Phrase grounding data:
==========
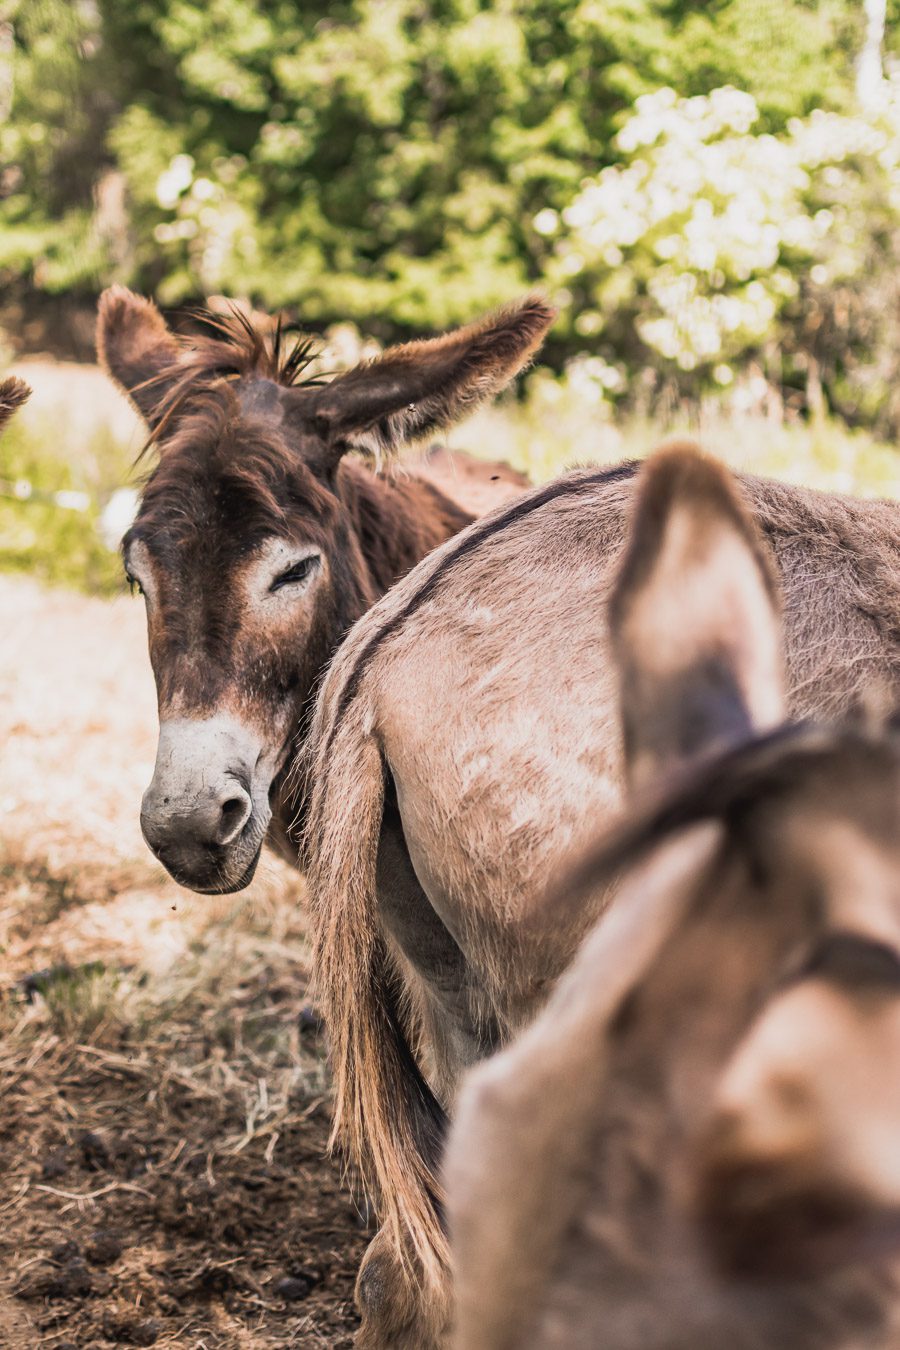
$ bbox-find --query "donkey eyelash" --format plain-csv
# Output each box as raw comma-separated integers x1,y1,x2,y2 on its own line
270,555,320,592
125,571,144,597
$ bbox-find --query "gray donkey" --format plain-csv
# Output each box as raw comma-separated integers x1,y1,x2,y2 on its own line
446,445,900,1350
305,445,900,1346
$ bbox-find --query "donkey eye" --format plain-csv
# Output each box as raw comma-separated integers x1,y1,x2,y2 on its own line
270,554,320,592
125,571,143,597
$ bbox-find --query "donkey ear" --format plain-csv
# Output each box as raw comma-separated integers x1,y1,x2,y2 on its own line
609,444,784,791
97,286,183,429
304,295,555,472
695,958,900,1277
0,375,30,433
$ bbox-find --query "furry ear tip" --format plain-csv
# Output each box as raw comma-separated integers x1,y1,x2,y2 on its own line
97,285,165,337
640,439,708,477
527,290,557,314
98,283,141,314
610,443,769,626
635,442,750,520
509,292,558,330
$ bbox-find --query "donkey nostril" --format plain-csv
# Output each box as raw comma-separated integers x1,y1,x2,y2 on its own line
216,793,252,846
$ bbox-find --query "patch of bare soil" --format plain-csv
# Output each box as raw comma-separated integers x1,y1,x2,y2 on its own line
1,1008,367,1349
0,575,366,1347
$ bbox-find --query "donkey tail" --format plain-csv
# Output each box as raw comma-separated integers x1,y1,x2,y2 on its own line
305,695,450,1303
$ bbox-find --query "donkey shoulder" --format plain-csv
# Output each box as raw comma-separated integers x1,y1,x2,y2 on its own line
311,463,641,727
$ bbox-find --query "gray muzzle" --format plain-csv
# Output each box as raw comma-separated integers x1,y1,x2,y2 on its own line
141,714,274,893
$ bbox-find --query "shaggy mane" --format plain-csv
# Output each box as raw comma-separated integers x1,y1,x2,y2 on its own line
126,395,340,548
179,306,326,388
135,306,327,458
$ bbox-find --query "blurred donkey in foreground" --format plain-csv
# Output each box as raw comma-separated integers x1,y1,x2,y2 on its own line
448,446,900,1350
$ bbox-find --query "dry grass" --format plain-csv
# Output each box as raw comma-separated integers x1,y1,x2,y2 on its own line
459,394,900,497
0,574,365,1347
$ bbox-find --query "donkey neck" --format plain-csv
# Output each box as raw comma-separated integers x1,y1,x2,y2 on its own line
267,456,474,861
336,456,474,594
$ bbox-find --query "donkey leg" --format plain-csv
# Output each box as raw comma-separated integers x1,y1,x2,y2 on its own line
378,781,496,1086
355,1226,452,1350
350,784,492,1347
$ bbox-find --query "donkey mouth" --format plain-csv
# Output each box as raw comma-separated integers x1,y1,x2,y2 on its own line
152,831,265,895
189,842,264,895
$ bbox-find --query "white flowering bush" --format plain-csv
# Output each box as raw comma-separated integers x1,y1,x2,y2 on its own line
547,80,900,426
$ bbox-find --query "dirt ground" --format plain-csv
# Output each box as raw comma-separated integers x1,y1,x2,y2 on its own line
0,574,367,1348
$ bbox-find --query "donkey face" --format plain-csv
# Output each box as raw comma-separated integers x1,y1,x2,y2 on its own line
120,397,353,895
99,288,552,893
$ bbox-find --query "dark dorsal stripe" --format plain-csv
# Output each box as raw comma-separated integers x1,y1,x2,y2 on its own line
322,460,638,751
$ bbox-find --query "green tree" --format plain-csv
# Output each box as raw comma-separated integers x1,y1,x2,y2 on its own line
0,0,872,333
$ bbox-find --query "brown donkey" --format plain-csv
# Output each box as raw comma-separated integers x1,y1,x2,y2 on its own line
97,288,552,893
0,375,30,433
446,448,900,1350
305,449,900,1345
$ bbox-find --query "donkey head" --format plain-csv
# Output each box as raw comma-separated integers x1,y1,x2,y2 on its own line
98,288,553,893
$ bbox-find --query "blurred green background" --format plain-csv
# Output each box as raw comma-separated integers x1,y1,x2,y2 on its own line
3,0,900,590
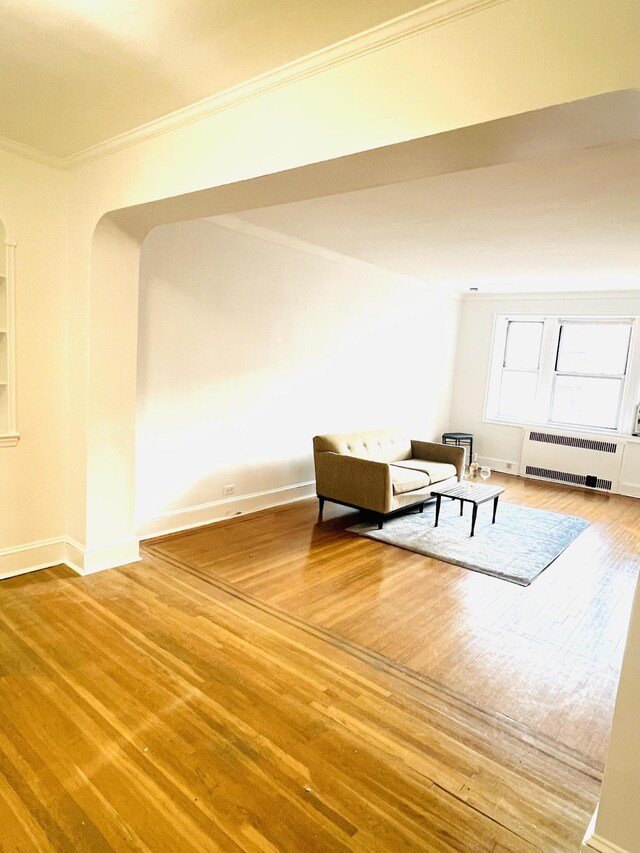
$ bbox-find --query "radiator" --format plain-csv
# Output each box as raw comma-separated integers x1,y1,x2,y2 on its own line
==========
* What to do *
The answer consists of the lines above that include the word "gray", each copied exactly.

* Written reply *
$ bbox-find --query "gray donkey" --format plain-csv
$ bbox-find --query "gray muzzle" --format plain-csv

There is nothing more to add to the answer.